A word-for-word transcription of the data below is required.

** Opening RECORDS TO USE block **

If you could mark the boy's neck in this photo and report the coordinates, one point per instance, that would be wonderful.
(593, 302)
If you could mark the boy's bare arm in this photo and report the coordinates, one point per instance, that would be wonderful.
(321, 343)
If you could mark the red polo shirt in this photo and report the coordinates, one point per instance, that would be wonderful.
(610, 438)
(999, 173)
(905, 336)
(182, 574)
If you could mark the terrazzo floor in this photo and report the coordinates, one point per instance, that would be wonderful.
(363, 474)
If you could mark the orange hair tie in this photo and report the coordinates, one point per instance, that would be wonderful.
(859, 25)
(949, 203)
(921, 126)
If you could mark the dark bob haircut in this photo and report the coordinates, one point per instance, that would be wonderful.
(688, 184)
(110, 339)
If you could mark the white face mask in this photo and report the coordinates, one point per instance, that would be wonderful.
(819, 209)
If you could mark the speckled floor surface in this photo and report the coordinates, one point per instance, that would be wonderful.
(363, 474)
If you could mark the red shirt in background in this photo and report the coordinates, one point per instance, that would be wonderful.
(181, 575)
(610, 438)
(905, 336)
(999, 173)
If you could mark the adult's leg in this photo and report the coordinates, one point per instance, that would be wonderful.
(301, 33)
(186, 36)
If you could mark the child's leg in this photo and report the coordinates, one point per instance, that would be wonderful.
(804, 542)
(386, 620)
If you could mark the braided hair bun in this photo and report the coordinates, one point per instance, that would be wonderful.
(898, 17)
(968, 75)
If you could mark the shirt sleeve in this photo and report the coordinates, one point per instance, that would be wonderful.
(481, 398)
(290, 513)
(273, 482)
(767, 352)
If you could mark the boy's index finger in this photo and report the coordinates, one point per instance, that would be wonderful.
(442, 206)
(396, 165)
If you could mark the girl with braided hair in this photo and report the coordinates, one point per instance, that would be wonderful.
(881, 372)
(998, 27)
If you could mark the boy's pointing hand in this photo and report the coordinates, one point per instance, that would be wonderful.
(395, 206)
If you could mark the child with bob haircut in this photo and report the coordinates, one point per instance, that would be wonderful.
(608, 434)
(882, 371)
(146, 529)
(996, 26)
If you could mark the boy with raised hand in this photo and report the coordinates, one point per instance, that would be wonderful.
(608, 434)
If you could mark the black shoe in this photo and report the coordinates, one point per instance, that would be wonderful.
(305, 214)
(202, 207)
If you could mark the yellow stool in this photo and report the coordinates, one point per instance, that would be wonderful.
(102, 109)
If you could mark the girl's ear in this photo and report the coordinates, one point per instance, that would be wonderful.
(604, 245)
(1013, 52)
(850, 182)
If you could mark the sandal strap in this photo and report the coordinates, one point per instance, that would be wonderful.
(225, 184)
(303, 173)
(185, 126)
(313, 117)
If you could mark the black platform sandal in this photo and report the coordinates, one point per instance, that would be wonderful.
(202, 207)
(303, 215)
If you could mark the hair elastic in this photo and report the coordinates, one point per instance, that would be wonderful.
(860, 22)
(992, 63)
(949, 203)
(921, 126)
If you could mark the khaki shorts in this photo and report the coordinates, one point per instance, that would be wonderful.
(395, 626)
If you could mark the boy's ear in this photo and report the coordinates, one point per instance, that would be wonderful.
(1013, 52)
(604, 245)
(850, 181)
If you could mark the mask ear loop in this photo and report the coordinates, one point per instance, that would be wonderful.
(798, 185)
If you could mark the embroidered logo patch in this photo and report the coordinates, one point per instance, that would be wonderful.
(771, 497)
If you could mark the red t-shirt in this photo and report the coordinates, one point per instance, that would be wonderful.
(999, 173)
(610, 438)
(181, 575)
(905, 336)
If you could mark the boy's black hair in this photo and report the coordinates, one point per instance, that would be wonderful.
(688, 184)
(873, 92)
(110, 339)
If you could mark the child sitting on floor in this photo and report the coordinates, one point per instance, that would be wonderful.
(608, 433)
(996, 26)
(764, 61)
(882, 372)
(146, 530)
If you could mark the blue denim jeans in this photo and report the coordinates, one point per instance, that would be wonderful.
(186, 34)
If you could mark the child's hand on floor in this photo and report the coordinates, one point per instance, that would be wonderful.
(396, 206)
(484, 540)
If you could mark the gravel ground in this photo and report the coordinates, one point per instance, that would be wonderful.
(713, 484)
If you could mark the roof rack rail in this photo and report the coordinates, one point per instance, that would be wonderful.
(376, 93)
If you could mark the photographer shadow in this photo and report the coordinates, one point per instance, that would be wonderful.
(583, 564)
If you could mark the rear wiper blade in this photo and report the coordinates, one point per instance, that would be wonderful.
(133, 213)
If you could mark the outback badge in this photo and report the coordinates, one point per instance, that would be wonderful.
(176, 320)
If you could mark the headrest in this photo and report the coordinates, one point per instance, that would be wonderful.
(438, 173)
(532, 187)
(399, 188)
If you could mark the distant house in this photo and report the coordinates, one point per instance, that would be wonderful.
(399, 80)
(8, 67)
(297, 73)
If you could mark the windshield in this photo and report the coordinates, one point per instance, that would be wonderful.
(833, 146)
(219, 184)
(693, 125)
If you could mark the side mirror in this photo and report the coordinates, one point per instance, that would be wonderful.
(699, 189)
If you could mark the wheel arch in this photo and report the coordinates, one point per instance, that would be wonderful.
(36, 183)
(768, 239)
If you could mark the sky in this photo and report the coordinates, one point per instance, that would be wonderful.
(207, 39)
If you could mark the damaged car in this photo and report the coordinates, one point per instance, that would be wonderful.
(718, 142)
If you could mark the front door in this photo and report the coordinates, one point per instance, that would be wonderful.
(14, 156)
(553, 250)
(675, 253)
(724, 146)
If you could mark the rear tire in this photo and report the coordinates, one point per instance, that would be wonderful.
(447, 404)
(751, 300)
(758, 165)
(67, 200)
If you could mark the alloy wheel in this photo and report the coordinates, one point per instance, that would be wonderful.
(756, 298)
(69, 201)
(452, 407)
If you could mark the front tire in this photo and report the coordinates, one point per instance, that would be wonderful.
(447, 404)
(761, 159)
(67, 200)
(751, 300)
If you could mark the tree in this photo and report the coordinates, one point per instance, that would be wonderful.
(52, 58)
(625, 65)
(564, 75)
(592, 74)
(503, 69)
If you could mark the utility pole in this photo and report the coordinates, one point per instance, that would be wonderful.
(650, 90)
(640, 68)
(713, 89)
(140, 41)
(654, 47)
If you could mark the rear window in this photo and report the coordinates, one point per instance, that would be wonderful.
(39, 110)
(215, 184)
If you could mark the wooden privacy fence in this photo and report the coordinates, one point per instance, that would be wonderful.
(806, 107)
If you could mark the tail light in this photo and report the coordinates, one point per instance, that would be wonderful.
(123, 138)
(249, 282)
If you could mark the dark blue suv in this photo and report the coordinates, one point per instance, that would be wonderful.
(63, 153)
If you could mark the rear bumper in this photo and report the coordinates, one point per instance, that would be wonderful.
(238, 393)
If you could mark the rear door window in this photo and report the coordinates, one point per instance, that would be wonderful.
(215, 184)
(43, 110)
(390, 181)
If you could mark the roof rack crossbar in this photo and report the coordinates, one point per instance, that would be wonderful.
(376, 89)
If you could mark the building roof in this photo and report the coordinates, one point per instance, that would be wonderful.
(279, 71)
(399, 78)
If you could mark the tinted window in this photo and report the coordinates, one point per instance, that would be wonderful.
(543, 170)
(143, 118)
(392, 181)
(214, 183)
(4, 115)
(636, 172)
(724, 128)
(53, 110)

** Closing RECORDS TO USE block **

SOLUTION TO THE EXERCISE:
If you could mark the boy's neck in this photo and report the coordinates, one point per instance, that would be wonderful.
(593, 302)
If you could mark the boy's bare arm in this photo and report the coordinates, one point per instance, that would be wonderful.
(321, 343)
If you could mark the red polo shirt in this photo and report the coordinates, one point per instance, that would be wonderful.
(610, 438)
(999, 173)
(905, 336)
(182, 574)
If you could mark the terrazzo floor in this photo and report the coordinates, one point per instance, that would be wonderful.
(363, 474)
If you could mark the orange hair tie in this photo and report the coordinates, one point per instance, that would be wonderful.
(859, 25)
(949, 203)
(921, 126)
If you could mark the dark bob haircut in this photo and report the coordinates, one point per instance, that would be wonderful.
(688, 184)
(110, 339)
If you could mark the white face mask in this photo and report the coordinates, one point per instance, that would be wonderful.
(819, 209)
If you could mark the speckled floor surface in this photo and report the coordinates, one point per instance, that would be wonderful.
(363, 474)
If you could mark the red shirt in background in this photo and report the coordinates, one point per instance, that would be wonderful.
(181, 575)
(610, 438)
(905, 336)
(999, 173)
If you could mark the adult's leg in this photo and report the coordinates, one point per instance, that would be wonderful.
(301, 33)
(186, 36)
If you could mark the child's leg in this photo and report the coordinates, one point per instance, that would be wonderful.
(804, 542)
(386, 620)
If you could mark the braided hair bun in this photo and report the coordinates, one point per instance, that would be wonderful.
(898, 17)
(968, 75)
If you could mark the shirt sleeve in this photo and report the coordinates, one point per instance, that would be wonderful.
(481, 398)
(290, 513)
(273, 482)
(767, 352)
If you could mark the boy's index finger in this photo and report the coordinates, one point per instance, that would be wonderful.
(442, 206)
(396, 165)
If you could mark the girl with braided hair in this photo and report the coordinates, one point per instance, that would be wonderful.
(881, 372)
(998, 27)
If you could mark the boy's pointing hand in this photo and report the coordinates, one point per instance, that would be wonderful.
(395, 206)
If you could mark the child with bob haircut in this photo and report the coordinates, one point per instance, that would be wonderful.
(608, 434)
(882, 371)
(146, 529)
(996, 26)
If you could mark the boy with raised hand in this photo and report the coordinates, one point per instance, that would be wonderful.
(608, 434)
If you could mark the black shoe in this photo and report the coordinates, one point per instance, that would be wonderful.
(305, 214)
(202, 207)
If you could mark the yellow stool in this photo and report the coordinates, one point per instance, that would be wonderful.
(102, 109)
If you could mark the girl's ear in this photo and report the coordinates, one point per instance, that would be wonderful.
(604, 245)
(1013, 52)
(850, 182)
If you could mark the sandal strap in this photo and report the coordinates, one point per instance, that would be wonderful.
(225, 184)
(303, 173)
(185, 126)
(313, 117)
If you could mark the black platform sandal in this photo and report the coordinates, one point per instance, that would be wonderful.
(202, 207)
(303, 215)
If you could mark the hair elastic in this photo and report the coordinates, one point per instance, that would be wonderful.
(860, 22)
(992, 63)
(949, 203)
(921, 126)
If you could mark the khaki shorts in this photo and report the coordinates, one point per instance, that would be wonderful.
(395, 626)
If you could mark the boy's ear in this photo and report the coordinates, one point per instance, that would be wonderful.
(1013, 52)
(604, 245)
(850, 181)
If you could mark the mask ear loop in this photo and report the coordinates, one point per instance, that would be wonderful.
(798, 185)
If you could mark the embroidered logo patch in this photo and report the coordinates, one point per instance, that would be wonderful.
(771, 497)
If you could mark the red t-shirt in this photo and report the coordinates, one point per instance, that would be wonderful.
(999, 173)
(610, 438)
(181, 575)
(905, 336)
If you could mark the boy's black hair in this photo and report the coordinates, one point per instance, that would be wonderful.
(688, 184)
(873, 92)
(110, 339)
If you could mark the child sitting on floor in this photo and report the coordinates, one point per instance, that would be wonderful.
(608, 433)
(996, 26)
(764, 61)
(882, 372)
(146, 530)
If you could mark the blue denim jeans in this photo and report the coordinates, one point per instance, that would be wonderful.
(186, 34)
If you could mark the child's hand on floor in this photo and report the coordinates, one point per instance, that would be wonderful.
(396, 206)
(484, 540)
If you could mark the gravel ground in this photo and report the coordinates, one point per instance, that would be wonderful.
(713, 484)
If you could mark the roof rack rail in this photo and report the coordinates, one point per instance, that would be wonderful.
(376, 93)
If you could mark the photographer shadow in this photo and report the coordinates, one point per instance, that would be wonderful.
(583, 564)
If you could mark the rear wiper blade in this photo and report the coordinates, one point per instance, that would be wonderful.
(133, 213)
If you could mark the outback badge in this photo and report the coordinates, one point per instance, that would be wonderful.
(176, 320)
If you could mark the headrest in this photo and report the coordinates, one point per instance, that would be wonderful.
(438, 173)
(532, 187)
(399, 188)
If you could mark the distant house in this photo and report the coordinates, one point per instance, that would be wonderful.
(399, 80)
(8, 67)
(297, 73)
If you could mark the windshield in this photo and report the coordinates, one point per instance, that would be wonderful.
(833, 146)
(219, 184)
(693, 125)
If you could mark the side mirror in this photo and report the coordinates, one point per instance, that would be wonderful.
(699, 189)
If you could mark the wheel arch in this photo and report the coordinates, one point per instance, that would be wonderful.
(36, 183)
(768, 239)
If you could mark the sky in this photo and report the coordinates, one point per instance, that would be wonderful.
(207, 39)
If you could mark the damaged car in this photo and report the coordinates, one point per instance, that would be wonderful.
(718, 142)
If you could mark the front door in this photo and report the coordinates, one point per instance, that would be wonderful.
(14, 156)
(553, 250)
(675, 253)
(724, 146)
If you could mark the rear tire in this photo and report the coordinates, one point per instance, that would be wonderful.
(447, 404)
(751, 300)
(758, 165)
(67, 200)
If you could mark the alloy wheel in this photo and report the coordinates, one point per instance, that would be wonderful.
(756, 298)
(69, 201)
(452, 407)
If you could mark the front tire in this photo and report the coordinates, one point per instance, that would be wonderful.
(447, 404)
(761, 159)
(67, 200)
(751, 300)
If you could mark the tree in this photo and report the coordinates, one point per instance, that would be wonderful.
(52, 58)
(625, 65)
(564, 75)
(592, 74)
(503, 69)
If you could mark the utility pole in this photo and report the coordinates, one point per instance, that would be wonderful.
(650, 90)
(640, 68)
(713, 89)
(140, 41)
(654, 47)
If you could mark the rear window in this photo and report the coordinates, one point per instance, that would be wonderful.
(39, 110)
(215, 184)
If you could mark the wooden privacy fence in this photo and report the coordinates, one point per instance, that would be wonderful.
(806, 107)
If you could mark the tail light in this photo and report the coordinates, one point per instance, that would be wonderful.
(123, 138)
(249, 282)
If you could mark the dark blue suv in this photo and report the coordinates, one point per instance, that would be wonderful.
(63, 153)
If you could mark the rear bumper in this photo and report the coordinates, one point per instance, that would be wonderful.
(238, 393)
If you could mark the rear door window in this photo and report the coordinates, one point per instance, that would be wonderful.
(215, 184)
(43, 110)
(390, 181)
If you could mark the roof rack crossbar in this photo and report the coordinates, one point per instance, that would be wonderful.
(376, 89)
If you could mark the building roof in this photo and report the coordinates, one point per instance, that would be wonderful.
(279, 71)
(399, 78)
If you could mark the tinted window in this photo and report the coordinates, one point per instance, that would be wonderful.
(543, 170)
(143, 118)
(392, 181)
(214, 183)
(4, 115)
(636, 172)
(724, 128)
(53, 110)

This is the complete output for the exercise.